_OBJETIVO_
Reproduzca de forma íntegra y literal el texto sobre el cuerpo social del Espíritu en I Corintios 12.

_BLOQUE DE TEXTO_
========================

A las múltiples causas de división presentes en el mundo, dice San Pablo en I Corintios 12 que Dios responde creando, organizando, la presencia de un cuerpo social, como comunión del Espíritu, en el que las diferencias son procesadas de manera distinta que en el resto de la sociedad. Ese “cuerpo” nuevo, a contracorriente de las ideas tan negativas que prevalecían en el mundo griego sobre las realidades físicas es, además, una manifestación de la nueva voluntad del creador, sustentador y redentor por hacer nuevas todas las cosas, entre ellas, claro, la convivencia humana más allá de los condicionamientos que los poderes preservan como parte del control que ejercen sobre la vida humana. La “vida en el Espíritu” tiene una dimensión colectiva, una vida de koinonía que se realiza en medio de la cotidianidad humana marcada por tiempos, conflictos e intereses diversos. El apóstol propone a la comunidad de Corinto que las prioridades del Espíritu sean sus prioridades también, especialmente en lo relativo a la presencia de los dones con que la ha equipado para vivir y realizar su misión en el mundo.

========================

_EXTRACTOS DE FILAS_
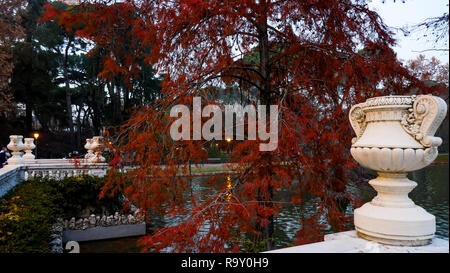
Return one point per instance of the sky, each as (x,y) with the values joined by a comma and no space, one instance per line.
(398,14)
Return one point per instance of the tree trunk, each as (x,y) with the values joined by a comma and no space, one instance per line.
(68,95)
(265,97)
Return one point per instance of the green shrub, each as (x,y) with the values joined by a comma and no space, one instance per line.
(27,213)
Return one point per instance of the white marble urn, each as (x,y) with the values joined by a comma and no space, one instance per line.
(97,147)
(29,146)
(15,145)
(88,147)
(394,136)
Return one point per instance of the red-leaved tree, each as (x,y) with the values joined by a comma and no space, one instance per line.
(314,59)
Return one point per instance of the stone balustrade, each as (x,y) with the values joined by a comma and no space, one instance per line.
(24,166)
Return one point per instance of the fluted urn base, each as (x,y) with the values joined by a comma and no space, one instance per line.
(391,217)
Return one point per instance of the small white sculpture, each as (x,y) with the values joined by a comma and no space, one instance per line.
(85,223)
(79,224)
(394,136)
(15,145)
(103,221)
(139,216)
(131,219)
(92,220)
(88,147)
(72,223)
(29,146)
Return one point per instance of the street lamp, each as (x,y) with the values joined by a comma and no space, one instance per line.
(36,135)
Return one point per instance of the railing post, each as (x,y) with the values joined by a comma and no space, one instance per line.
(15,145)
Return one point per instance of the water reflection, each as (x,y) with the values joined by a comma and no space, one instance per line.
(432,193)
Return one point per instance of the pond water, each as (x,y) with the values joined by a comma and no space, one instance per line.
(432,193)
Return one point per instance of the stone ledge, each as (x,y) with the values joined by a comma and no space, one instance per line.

========================

_TAREA REALIZADA_
A las múltiples causas de división presentes en el mundo, dice San Pablo en I Corintios 12 que Dios responde creando, organizando, la presencia de un cuerpo social, como comunión del Espíritu, en el que las diferencias son procesadas de manera distinta que en el resto de la sociedad. Ese “cuerpo” nuevo, a contracorriente de las ideas tan negativas que prevalecían en el mundo griego sobre las realidades físicas es, además, una manifestación de la nueva voluntad del creador, sustentador y redentor por hacer nuevas todas las cosas, entre ellas, claro, la convivencia humana más allá de los condicionamientos que los poderes preservan como parte del control que ejercen sobre la vida humana. La “vida en el Espíritu” tiene una dimensión colectiva, una vida de koinonía que se realiza en medio de la cotidianidad humana marcada por tiempos, conflictos e intereses diversos. El apóstol propone a la comunidad de Corinto que las prioridades del Espíritu sean sus prioridades también, especialmente en lo relativo a la presencia de los dones con que la ha equipado para vivir y realizar su misión en el mundo.